## [やること 1]
記録の中から、文字列「worker」を含む行をすべて書き出してください。大文字と小文字は区別します。

## [本文]
------------------------------------------------

まるで森田童子みたいなノスタルジーの世界へと誘うような、幸子の歌と小夜子と瑞紀のコーラスでゆるふわっと始まる#5”君の夢”は、ある種のドラムンベース的な疾走感溢れるビートを刻むトラックとファンタジックなプログラミングが、まるで白昼夢を見せられているかのような、摩訶不思議なシン・ねごとワールドを構築していく。



なんだろう、何度も言うけどこの”DESTINY”ってねごとの音楽人生、その未来を大きく変えた、言うなれば【特異点】だったと思うのだけど、なんだろう、「全てはここから始まった」じゃあないが、なんだろう、それこそ【過去のねごと】【現在進行系のねごと】【未来のねごと】を紡ぎ出すキートラックというか、なんだろう、ねごと『運命』すなわち『DESTINY』を繋ぐいわゆる四次元立方体(テッセラクト)的な役割を担っているのがこの曲で、このシン・ねごとによる『ETERNALBEAT』の実験的なアルバム前半の曲と、ex-ねごとらしいバンド・サウンド全開でお送りするアルバム後半の曲、それぞれ別次元に存在する粒子を同次元へと繋ぐワームホール、すなわち橋渡し的な役割を担っている。

この”DESTINY”という【特異点】を起点に、打ち込みを駆使したアルバム前半の実験的な流れから一転して、持ち前のエネルギッシュなバンド・サウンドを全面に押し出してくる。ROVOの益子樹氏プロデュースの#7”cross motion”やシングルにも収録された同氏プロデュースの#8”holy night”では、イントロからスペースワールド感&ピコピコ感マシマシの曲で、特に#7はガールズ・バンド界のレジェンドZONE愛を伺わせる幸子のボーカル・ワークが個人的にお気に入り。

------------------------------------------------

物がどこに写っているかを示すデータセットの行
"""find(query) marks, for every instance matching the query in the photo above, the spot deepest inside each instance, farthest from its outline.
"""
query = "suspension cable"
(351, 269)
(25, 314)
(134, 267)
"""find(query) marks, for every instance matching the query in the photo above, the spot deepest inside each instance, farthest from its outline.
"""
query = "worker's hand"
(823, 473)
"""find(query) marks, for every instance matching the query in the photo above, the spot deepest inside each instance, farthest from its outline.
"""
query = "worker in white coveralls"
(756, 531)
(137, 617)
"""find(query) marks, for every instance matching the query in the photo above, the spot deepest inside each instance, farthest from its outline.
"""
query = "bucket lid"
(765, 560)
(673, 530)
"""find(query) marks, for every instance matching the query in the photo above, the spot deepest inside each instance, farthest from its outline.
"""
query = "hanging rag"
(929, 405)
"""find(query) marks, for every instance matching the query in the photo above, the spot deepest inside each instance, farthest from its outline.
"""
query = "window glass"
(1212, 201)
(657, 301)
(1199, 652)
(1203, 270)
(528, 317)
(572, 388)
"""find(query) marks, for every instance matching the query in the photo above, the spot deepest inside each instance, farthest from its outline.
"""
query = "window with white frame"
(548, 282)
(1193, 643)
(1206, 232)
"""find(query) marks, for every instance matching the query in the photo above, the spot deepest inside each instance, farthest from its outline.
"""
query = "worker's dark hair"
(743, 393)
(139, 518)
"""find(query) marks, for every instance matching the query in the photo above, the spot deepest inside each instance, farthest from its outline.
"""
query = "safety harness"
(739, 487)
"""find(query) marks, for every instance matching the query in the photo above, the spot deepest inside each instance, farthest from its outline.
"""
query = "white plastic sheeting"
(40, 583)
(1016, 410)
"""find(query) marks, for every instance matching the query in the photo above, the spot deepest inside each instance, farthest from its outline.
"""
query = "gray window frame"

------------------------------------------------

## [やること 2]
ねごとのアルバムについての本文のうち、「まるで森田童子みたいなノスタ」から「ごとワールドを構築していく。」までを全部、一字も変えずに出力してください。

## [答え 1]
query = "worker's hand"
query = "worker in white coveralls"
query = "worker's dark hair"

## [答え 2]
まるで森田童子みたいなノスタルジーの世界へと誘うような、幸子の歌と小夜子と瑞紀のコーラスでゆるふわっと始まる#5”君の夢”は、ある種のドラムンベース的な疾走感溢れるビートを刻むトラックとファンタジックなプログラミングが、まるで白昼夢を見せられているかのような、摩訶不思議なシン・ねごとワールドを構築していく。